▶ Problem:
How many lines in the data below contain the string "parked"? Reply with the number alone.
"""
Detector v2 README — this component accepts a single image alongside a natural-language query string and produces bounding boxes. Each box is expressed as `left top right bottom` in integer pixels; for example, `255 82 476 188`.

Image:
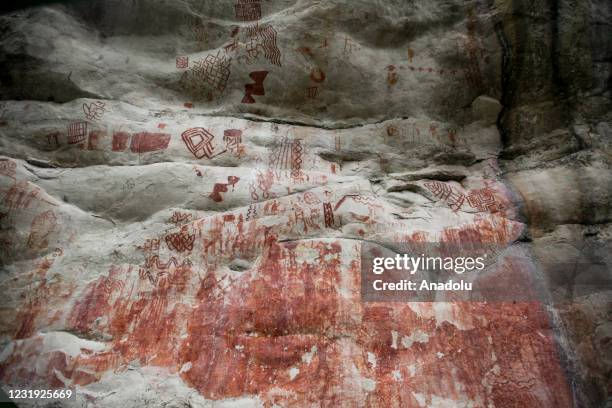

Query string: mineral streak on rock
0 0 612 408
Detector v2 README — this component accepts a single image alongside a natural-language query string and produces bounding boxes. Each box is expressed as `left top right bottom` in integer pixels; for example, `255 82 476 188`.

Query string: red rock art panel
0 159 17 179
181 128 225 159
130 132 171 153
68 122 87 144
164 225 195 252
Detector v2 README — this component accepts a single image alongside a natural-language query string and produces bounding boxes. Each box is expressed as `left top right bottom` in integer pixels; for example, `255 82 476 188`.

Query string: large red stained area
0 212 572 407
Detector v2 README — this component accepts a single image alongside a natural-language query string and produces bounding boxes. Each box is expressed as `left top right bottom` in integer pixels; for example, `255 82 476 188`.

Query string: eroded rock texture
0 0 612 407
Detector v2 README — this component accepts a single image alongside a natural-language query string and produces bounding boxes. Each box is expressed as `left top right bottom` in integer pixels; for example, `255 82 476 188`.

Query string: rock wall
0 0 612 407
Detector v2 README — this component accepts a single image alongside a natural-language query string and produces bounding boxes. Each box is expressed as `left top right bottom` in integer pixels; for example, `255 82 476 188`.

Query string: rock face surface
0 0 612 407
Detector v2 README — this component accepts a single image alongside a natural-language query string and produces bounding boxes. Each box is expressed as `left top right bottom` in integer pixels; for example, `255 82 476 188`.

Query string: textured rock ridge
0 0 612 407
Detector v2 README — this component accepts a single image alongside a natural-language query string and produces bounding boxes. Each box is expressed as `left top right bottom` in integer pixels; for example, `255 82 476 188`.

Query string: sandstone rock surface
0 0 612 407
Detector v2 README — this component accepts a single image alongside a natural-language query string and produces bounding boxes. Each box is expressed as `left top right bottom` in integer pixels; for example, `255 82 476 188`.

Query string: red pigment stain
5 217 572 407
130 132 171 153
112 132 130 152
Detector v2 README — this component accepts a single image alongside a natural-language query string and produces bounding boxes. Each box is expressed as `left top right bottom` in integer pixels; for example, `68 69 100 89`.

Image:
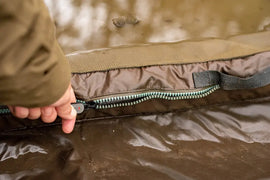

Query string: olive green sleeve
0 0 70 107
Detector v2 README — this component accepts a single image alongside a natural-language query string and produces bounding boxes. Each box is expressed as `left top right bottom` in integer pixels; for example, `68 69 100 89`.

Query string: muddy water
17 0 270 180
46 0 270 53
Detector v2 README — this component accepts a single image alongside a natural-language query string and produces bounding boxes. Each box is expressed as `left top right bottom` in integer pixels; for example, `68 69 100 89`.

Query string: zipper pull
71 101 96 114
71 103 84 114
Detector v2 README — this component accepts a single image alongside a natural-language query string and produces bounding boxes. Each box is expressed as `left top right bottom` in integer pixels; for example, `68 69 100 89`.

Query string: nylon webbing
192 67 270 90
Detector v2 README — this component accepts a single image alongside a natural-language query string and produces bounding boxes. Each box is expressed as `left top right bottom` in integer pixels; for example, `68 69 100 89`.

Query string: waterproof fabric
0 32 270 179
0 0 70 107
0 0 270 177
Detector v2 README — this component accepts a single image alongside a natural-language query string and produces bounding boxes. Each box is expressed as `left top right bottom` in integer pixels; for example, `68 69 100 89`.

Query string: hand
8 85 77 133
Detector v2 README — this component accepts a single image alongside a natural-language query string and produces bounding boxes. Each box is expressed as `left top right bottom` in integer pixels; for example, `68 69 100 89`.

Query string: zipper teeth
94 85 220 109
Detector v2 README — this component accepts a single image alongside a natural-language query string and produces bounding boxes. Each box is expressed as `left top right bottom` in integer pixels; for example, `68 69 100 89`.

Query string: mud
46 0 270 53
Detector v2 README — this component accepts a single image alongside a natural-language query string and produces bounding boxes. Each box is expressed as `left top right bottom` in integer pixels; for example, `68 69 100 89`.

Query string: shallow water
45 0 270 53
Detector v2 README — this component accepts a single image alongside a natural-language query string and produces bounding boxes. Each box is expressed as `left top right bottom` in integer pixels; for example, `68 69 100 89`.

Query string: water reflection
45 0 270 53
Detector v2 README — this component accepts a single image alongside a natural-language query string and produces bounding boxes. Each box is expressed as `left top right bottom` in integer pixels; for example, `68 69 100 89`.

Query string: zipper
0 85 220 114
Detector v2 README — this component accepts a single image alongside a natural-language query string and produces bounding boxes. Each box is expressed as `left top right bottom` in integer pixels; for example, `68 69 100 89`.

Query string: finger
13 106 29 119
7 105 14 114
41 106 57 123
62 119 76 134
70 88 76 103
28 108 41 119
62 106 77 134
55 103 77 119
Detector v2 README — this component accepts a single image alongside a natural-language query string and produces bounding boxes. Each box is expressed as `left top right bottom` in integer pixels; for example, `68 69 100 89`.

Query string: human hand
8 85 77 133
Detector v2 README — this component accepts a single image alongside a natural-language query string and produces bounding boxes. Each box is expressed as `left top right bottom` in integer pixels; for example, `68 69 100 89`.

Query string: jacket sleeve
0 0 70 107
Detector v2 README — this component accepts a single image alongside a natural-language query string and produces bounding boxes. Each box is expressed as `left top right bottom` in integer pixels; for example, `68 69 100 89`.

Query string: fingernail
44 108 52 116
71 106 77 117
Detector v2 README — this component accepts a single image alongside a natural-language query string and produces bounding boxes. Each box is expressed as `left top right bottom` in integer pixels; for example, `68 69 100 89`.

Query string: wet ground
45 0 270 53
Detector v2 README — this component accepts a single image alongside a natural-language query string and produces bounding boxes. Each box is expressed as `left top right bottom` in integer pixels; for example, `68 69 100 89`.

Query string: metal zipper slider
71 101 96 114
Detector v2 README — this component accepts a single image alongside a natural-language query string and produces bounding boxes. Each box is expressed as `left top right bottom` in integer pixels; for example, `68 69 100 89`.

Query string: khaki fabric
0 0 70 107
67 31 270 73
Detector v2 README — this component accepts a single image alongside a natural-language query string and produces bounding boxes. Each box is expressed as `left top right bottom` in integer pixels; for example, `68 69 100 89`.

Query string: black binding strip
192 67 270 90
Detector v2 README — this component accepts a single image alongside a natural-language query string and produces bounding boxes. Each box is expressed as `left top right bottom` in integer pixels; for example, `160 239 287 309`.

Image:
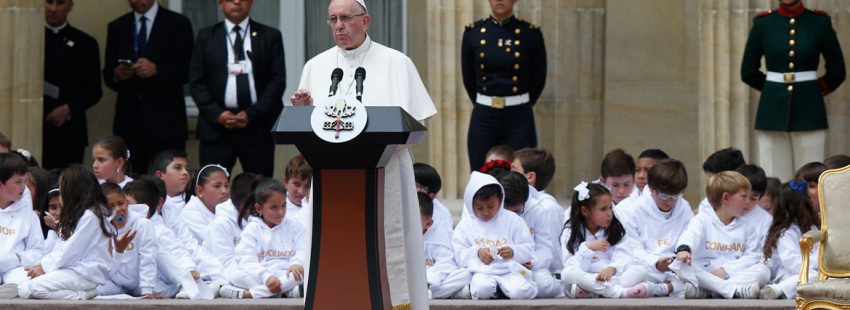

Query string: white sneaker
685 282 711 299
734 283 759 299
283 285 302 298
0 283 18 299
646 282 670 297
207 282 219 299
564 284 593 299
174 290 189 299
219 284 245 299
759 285 783 299
452 285 472 299
86 288 97 300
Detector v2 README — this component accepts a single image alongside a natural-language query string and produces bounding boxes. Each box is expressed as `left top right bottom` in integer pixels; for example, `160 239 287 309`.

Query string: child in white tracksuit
452 172 537 299
203 173 262 280
614 159 694 297
417 192 472 299
671 171 770 299
759 181 820 299
180 165 230 244
27 166 112 299
221 178 307 298
561 182 648 298
0 154 45 298
97 183 159 298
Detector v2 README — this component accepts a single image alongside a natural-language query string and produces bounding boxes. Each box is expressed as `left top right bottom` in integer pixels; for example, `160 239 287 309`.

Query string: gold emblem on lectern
322 98 357 139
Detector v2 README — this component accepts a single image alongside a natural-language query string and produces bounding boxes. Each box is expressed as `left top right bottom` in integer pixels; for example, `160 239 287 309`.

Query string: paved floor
0 298 794 310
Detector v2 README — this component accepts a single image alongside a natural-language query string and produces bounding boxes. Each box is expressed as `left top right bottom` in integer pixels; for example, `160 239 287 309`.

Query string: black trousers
198 124 274 177
41 120 87 170
122 132 186 175
466 103 537 171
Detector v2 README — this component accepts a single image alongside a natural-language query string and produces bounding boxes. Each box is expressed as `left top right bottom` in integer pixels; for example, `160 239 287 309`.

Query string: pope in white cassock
291 0 437 309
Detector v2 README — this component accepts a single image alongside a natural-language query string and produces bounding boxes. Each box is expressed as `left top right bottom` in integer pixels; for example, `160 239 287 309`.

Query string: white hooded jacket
614 194 694 268
236 215 307 283
452 172 534 275
677 206 762 274
41 207 112 284
0 197 46 273
109 204 159 296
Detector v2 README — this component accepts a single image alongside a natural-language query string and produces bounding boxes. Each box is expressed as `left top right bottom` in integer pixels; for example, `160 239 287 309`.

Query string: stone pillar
0 0 44 159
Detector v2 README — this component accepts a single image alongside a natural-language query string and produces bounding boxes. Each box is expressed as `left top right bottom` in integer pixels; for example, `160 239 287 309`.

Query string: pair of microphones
328 67 366 101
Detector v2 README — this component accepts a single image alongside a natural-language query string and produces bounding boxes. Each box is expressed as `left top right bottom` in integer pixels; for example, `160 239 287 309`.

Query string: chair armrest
799 230 826 284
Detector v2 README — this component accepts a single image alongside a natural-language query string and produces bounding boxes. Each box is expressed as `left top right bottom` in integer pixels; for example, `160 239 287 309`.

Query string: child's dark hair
762 177 782 199
564 183 626 254
647 159 688 195
183 165 230 203
57 165 112 240
413 163 443 194
600 149 637 178
823 154 850 169
483 144 514 161
514 148 556 191
124 178 164 218
0 153 28 184
480 159 511 180
416 192 434 218
12 149 38 167
100 182 124 197
499 171 528 206
283 154 313 180
150 150 189 175
638 149 670 161
230 172 264 210
236 178 286 229
92 136 131 175
794 161 827 183
27 167 52 212
472 184 505 201
0 132 12 150
735 164 767 196
763 183 820 259
702 147 747 173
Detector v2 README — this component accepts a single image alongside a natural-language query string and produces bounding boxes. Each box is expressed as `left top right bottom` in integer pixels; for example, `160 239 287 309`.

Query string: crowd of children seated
0 131 850 300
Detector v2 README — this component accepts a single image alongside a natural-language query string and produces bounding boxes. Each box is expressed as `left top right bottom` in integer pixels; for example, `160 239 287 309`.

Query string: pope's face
328 0 372 50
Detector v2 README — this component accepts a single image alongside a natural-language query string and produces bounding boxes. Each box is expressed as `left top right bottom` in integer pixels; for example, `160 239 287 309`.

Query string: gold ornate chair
797 166 850 309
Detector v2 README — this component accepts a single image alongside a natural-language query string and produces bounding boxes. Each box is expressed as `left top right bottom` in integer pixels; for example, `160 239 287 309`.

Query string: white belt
767 71 818 84
475 93 529 109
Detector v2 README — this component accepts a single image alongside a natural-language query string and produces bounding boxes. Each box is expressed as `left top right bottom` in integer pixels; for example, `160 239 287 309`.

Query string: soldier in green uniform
741 0 845 181
461 0 546 170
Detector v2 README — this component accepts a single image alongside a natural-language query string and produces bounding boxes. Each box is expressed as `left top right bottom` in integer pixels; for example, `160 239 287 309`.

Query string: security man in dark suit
42 0 103 169
741 0 846 180
461 0 546 170
189 0 286 177
103 0 193 173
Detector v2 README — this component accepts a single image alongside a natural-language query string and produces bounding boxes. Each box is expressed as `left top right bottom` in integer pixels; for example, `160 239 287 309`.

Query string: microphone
354 67 366 101
328 68 342 97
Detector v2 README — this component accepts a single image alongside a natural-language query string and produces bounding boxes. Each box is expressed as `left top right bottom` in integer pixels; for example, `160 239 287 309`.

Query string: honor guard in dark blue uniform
42 0 103 169
461 0 546 170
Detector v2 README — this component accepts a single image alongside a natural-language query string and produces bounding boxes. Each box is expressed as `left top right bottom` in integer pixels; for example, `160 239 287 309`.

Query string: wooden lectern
272 106 426 309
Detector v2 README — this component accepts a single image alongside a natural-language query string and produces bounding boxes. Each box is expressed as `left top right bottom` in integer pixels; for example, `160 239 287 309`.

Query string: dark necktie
136 15 148 59
233 25 251 110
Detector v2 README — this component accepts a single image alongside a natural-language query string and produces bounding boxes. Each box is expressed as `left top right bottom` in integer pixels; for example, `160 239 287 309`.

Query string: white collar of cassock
44 21 68 34
339 34 372 58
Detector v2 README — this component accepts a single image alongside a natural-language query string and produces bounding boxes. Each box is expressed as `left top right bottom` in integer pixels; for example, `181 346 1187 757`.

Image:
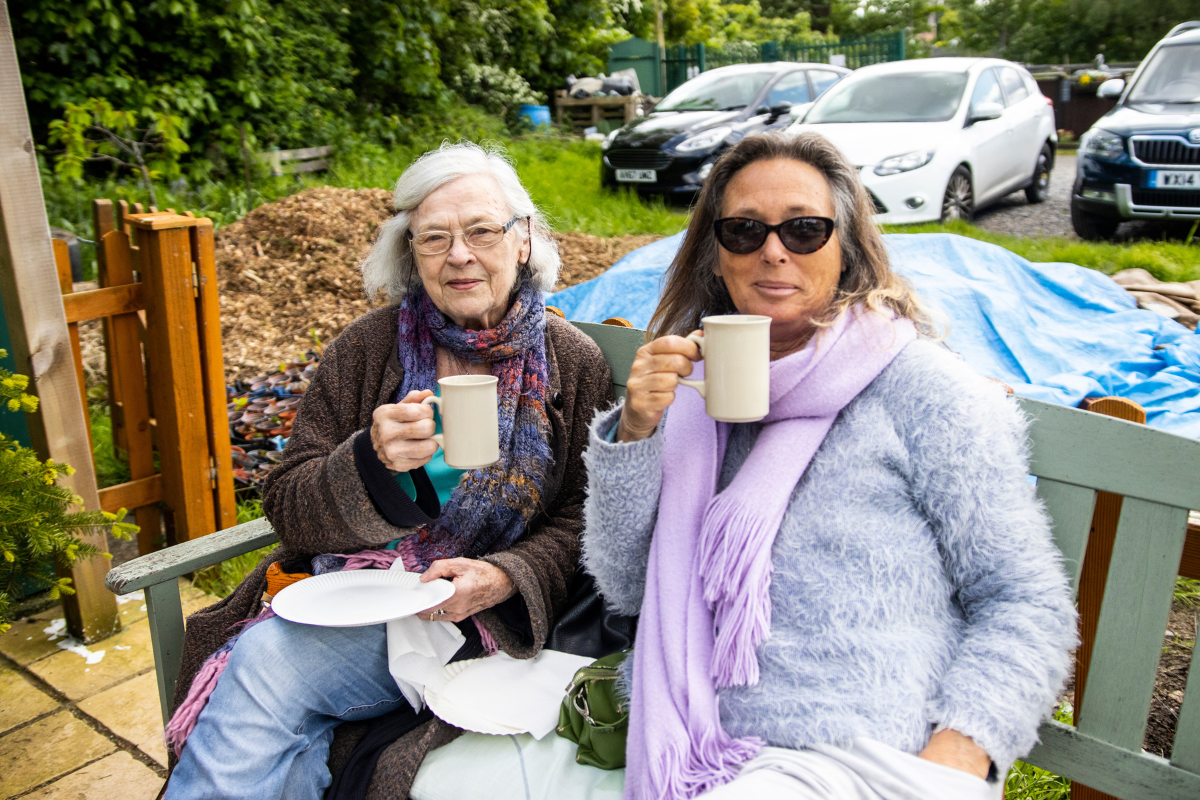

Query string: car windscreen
804 72 967 122
654 72 775 112
1126 43 1200 103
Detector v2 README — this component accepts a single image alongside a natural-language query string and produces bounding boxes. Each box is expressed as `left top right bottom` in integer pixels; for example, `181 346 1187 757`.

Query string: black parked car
600 61 850 193
1070 22 1200 239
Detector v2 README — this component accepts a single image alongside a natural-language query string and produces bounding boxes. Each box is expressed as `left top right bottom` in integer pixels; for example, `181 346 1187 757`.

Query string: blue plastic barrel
517 106 550 127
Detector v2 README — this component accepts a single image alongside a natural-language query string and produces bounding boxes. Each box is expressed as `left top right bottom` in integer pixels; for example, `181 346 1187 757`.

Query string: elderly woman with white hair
166 144 612 800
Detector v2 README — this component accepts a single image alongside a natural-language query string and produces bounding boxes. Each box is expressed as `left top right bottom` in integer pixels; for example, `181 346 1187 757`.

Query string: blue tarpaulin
548 234 1200 438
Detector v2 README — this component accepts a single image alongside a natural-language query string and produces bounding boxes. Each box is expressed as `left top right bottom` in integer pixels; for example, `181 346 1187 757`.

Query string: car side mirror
1096 78 1124 100
967 103 1004 125
767 100 792 122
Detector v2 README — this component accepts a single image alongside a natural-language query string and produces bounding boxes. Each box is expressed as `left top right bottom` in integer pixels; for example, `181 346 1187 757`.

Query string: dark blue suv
1070 20 1200 239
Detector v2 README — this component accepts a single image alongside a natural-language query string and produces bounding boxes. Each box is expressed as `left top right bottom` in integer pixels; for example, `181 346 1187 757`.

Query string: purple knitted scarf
625 306 916 800
396 282 553 571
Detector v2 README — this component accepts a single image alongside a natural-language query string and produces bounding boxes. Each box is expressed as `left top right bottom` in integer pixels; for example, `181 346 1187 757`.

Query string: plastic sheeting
547 234 1200 438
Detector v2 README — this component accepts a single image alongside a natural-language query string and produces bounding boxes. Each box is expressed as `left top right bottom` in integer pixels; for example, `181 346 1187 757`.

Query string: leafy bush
8 0 626 176
0 350 138 633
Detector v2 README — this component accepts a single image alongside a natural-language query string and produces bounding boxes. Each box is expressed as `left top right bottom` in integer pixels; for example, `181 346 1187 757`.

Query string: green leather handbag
558 650 630 770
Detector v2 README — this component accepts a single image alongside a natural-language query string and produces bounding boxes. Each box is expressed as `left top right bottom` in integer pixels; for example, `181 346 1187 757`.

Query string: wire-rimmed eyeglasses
408 216 529 255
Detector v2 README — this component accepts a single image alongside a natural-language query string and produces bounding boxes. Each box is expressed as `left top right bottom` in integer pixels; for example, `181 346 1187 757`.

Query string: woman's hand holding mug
617 331 703 441
371 390 438 473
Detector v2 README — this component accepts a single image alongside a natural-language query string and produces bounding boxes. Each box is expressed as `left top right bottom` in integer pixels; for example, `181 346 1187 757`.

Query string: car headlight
1084 130 1124 161
875 150 934 175
676 126 733 152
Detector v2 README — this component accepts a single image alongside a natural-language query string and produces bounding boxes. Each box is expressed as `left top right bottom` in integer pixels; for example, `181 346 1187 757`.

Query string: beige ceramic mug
421 375 500 469
679 314 770 422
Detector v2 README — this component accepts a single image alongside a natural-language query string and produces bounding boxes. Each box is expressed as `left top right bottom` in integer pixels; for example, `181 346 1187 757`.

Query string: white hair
362 142 562 302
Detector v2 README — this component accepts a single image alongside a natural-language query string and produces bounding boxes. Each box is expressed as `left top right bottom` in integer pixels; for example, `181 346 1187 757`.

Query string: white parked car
788 59 1058 223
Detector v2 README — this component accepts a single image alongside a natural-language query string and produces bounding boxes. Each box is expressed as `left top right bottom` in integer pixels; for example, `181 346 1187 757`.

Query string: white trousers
697 738 1004 800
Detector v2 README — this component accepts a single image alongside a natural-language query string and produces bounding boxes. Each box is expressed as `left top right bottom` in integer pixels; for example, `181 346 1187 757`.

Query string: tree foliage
8 0 626 173
49 98 187 205
0 350 138 633
949 0 1200 64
"""
▶ Solution below:
2